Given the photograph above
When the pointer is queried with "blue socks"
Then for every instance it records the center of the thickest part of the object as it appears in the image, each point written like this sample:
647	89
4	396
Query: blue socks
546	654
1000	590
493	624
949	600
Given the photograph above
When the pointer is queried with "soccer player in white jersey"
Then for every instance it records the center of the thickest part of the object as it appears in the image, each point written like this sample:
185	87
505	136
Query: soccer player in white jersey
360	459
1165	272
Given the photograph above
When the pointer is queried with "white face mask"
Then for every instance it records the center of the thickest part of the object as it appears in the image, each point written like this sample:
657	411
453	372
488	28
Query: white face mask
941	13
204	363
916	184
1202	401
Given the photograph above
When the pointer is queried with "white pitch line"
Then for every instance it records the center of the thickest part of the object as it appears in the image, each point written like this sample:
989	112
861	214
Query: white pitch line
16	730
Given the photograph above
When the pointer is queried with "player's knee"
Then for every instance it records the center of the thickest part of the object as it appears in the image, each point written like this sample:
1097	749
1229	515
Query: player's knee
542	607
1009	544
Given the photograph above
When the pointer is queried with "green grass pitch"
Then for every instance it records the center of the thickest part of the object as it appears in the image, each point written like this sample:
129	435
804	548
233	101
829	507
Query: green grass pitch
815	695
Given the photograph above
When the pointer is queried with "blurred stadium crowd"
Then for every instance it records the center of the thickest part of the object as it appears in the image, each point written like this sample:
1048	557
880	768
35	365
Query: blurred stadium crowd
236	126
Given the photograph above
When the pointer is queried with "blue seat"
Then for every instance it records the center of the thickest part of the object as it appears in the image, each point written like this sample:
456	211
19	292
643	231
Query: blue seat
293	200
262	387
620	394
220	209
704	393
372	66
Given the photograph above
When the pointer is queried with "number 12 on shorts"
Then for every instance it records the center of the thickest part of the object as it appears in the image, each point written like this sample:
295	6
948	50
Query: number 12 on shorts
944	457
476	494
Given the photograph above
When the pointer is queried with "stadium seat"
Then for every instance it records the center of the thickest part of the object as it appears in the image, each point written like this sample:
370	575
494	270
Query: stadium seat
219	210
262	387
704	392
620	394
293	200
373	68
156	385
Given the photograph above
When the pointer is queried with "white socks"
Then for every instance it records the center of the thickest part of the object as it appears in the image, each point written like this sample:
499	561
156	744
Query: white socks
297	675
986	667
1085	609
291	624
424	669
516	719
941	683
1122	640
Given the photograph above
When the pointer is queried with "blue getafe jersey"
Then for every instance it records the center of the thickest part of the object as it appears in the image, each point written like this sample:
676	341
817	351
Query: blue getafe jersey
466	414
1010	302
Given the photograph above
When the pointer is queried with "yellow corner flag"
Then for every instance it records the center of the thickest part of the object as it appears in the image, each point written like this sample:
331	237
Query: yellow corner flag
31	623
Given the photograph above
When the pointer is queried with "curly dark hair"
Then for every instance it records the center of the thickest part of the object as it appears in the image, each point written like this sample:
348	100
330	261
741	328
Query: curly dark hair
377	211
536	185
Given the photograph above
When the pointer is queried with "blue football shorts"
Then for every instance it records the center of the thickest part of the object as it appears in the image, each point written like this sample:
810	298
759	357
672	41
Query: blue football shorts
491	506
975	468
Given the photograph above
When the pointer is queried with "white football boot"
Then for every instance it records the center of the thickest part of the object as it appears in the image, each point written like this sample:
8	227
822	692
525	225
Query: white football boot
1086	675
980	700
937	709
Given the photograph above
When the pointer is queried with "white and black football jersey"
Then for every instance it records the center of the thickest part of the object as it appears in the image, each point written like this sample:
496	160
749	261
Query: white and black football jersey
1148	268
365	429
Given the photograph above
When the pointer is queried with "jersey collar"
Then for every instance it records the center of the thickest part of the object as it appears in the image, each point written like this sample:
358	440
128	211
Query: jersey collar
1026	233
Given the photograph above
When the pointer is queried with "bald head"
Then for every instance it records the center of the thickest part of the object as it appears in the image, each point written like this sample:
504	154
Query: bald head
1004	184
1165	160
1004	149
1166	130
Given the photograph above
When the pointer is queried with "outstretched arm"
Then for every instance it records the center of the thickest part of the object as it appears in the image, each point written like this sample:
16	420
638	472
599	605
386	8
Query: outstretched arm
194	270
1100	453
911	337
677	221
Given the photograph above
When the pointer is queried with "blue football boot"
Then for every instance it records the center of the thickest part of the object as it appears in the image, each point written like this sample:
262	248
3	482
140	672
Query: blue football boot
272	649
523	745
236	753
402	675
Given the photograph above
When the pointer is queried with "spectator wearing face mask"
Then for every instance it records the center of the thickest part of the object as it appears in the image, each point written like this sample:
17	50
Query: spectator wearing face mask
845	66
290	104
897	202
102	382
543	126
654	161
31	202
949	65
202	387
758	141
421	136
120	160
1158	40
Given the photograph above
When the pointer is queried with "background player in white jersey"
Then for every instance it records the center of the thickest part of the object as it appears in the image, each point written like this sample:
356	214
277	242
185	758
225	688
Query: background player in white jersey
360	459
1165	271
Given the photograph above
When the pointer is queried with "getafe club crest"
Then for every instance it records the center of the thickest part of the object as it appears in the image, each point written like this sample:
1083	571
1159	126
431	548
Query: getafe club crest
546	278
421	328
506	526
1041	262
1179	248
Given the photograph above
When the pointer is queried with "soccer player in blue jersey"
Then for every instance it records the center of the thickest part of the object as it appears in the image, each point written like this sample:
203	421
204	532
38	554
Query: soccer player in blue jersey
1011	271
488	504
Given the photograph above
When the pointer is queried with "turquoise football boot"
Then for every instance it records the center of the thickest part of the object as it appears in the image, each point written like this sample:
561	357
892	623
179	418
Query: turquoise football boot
═══
**What this task involves**.
Pick out and copy every line in the records above that contains the word "socks". Case counts, so include a line only if the word appears there with the same capitalization.

**Task response**.
When the pointer is queried with "blue socks"
Query: blue socks
When the pointer is queried with "white socks"
Query: white socks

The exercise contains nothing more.